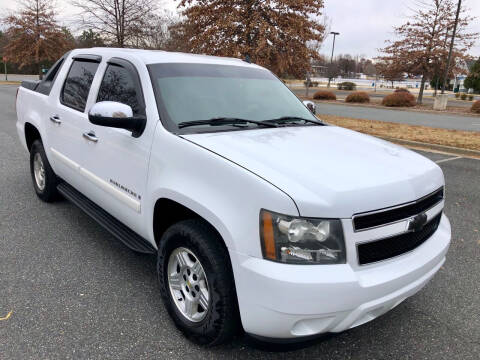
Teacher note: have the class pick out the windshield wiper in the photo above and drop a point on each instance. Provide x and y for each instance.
(224, 121)
(285, 119)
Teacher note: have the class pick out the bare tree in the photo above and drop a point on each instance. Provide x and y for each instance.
(156, 31)
(272, 33)
(118, 21)
(34, 36)
(420, 47)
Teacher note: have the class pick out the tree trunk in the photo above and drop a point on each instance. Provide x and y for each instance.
(422, 87)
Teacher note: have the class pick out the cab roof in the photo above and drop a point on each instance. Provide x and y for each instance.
(160, 56)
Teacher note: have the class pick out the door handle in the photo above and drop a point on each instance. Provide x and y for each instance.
(56, 119)
(90, 136)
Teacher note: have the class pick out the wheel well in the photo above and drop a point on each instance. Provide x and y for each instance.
(168, 212)
(31, 134)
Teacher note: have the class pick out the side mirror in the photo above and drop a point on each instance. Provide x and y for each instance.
(116, 115)
(310, 106)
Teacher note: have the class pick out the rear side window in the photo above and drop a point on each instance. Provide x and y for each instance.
(118, 85)
(77, 85)
(45, 86)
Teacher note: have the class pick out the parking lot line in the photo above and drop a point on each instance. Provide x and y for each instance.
(8, 316)
(449, 159)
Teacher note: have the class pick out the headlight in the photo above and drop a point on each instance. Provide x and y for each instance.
(297, 240)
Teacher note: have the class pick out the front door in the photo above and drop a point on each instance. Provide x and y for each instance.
(116, 163)
(67, 118)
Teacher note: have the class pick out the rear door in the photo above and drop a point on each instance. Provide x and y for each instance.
(68, 117)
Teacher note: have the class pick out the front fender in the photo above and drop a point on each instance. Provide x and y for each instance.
(226, 195)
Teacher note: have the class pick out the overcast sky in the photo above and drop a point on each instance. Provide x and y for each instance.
(363, 24)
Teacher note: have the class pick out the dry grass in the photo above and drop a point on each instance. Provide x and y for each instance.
(457, 138)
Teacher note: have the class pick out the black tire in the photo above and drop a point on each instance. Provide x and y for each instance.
(221, 323)
(49, 192)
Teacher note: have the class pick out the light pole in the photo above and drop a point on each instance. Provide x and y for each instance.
(331, 58)
(445, 78)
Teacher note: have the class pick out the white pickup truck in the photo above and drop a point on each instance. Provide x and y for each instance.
(261, 215)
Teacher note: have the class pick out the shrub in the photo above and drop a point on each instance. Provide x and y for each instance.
(346, 85)
(310, 83)
(476, 107)
(399, 99)
(324, 95)
(358, 97)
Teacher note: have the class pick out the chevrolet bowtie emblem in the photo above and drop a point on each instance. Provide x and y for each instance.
(417, 222)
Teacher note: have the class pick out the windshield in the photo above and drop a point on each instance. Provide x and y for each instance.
(201, 92)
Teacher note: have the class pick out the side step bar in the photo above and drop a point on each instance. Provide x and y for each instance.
(115, 227)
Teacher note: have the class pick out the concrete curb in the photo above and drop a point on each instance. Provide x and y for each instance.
(438, 148)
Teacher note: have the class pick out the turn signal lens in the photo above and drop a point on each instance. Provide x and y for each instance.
(267, 236)
(297, 240)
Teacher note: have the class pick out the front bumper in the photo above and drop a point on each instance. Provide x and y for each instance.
(293, 301)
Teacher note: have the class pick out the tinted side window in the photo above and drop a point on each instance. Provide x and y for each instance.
(77, 85)
(46, 84)
(118, 85)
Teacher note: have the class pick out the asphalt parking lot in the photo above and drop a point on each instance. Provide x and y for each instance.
(69, 290)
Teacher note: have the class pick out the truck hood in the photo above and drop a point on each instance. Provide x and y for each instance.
(327, 170)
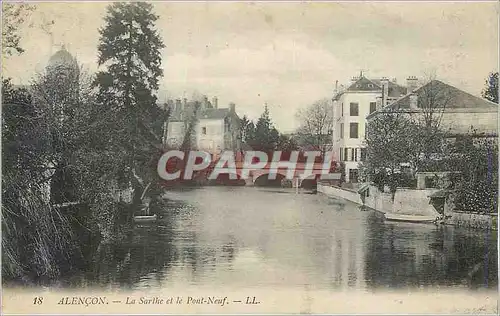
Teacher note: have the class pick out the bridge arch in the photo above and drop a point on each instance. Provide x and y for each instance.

Activity: Extract the full listing exactly, with the pictures left out.

Response to this exercise:
Teacher note: have the class pick out the windshield wiper in the photo above and drop a point on each instance. Provide x and y for each instance.
(224, 121)
(285, 119)
Teacher note: have the class pick out the bare tree in the photo above and drop a point on each instance. Provide x and y for each instance.
(156, 31)
(272, 33)
(118, 21)
(34, 36)
(420, 47)
Teacher note: have the class pick out the tree trunk in the photo above and drop a point on each instance. Provide x and y for each instance.
(422, 87)
Teacher note: have the class pick out the cab roof in the photo above and drop a point on each instance. Provide x and y for each instance.
(160, 56)
Teacher note: have the class pick out the door handle in the photo above and drop a point on each instance. Provide x and y for each instance.
(56, 119)
(90, 136)
Teacher note: have the class pick out the wheel well in the photo above and drop a point on each instance. Provide x and y for each instance.
(168, 212)
(31, 134)
Teacher note: have the class pick out the side mirror in the photo above and drop a point on each instance. Provide x and y for each instance.
(116, 115)
(310, 106)
Teacher note: have the class pick out the rear side window in the photo above and drop a point on each instance. Provide x and y for each instance.
(118, 85)
(77, 85)
(45, 86)
Teacher note: have the class pick out the parking lot line in the photo above and drop a point on each instance. Provide x and y for each instance.
(8, 316)
(449, 159)
Teacher note: have the class pick out the headlight in the photo above and drop a point on each instance. Provide x and y for each instance.
(297, 240)
Teacher note: have the class pick out the front door in the photo above and drop a point on each instance. Provide x and y for each instance.
(116, 163)
(67, 118)
Teacher note: have the class pick out the rear door in the photo above and drop a point on each instance. Provide x and y for each instance.
(68, 117)
Teacher note: have the class pick out the front fender in the photo above and drop a point on each instance. Provide x and y for each instance.
(226, 195)
Teacher note: have the class pick out the overcast sky in the photo above and drop a point on each instance. Provide x and y for each instance.
(363, 24)
Teacher note: have the class pick out the dry grass in the photo above and drop a point on each instance. Provide x and y for each instance.
(457, 138)
Teacher note: have the class pick out the black tire in the photo above and drop a point on each instance. Provide x and y for each instance.
(221, 323)
(49, 192)
Teacher note: have the class pick out the light pole in the photo above and drop a point on each instance. Provide x and y for each instance.
(331, 58)
(445, 78)
Teacher note: have the class pick out the white pickup truck in the photo above and drop a point on each instance. Provide x and y for each instance.
(261, 215)
Teacher note: have the class pick out the shrub in the photo above and drop a point on each instance. Provide x and y for each instance.
(346, 85)
(310, 83)
(476, 107)
(399, 99)
(324, 95)
(358, 97)
Teacher note: have the class pick out the chevrolet bowtie emblem in the photo above and drop a point on each instance. Provide x and y for each instance.
(417, 222)
Teacher note: have the class pick out the windshield in the photo above and drop a point on each instance. Provide x and y for each instance.
(201, 92)
Teacher note: have the class pick out the side step bar in the photo above and drop a point on each instance. Provide x and y for each instance.
(115, 227)
Teacher note: have the class pick out the concrete curb in the photo above and drop a point on each instance. Provide x and y for each instance.
(438, 148)
Teacher note: have the class pick out the turn signal lens in the photo above and drop a point on each instance. Provide x and y for each instance.
(267, 236)
(297, 240)
Teacher note: have the class pick out the front bumper in the photo above and drop a point on each instance. Provide x and y for each instance.
(293, 301)
Teacher note: have the class pick out the tinted side window in the photo above and drop a point on each instance. Provide x and y for each instance.
(77, 85)
(46, 84)
(118, 85)
Teacher note: have the class pick out the asphalt parking lot in the photo above and drop a point on each instance. Provide x and y for each instance.
(69, 290)
Teacher note: have the class pick out the truck hood in the photo above and drop a point on each instance. Provide x and y for each instance.
(327, 170)
Teacher note: have the class pick out the bridge arch in the photo above and drop a point on each instance. Provide x and y for each instance.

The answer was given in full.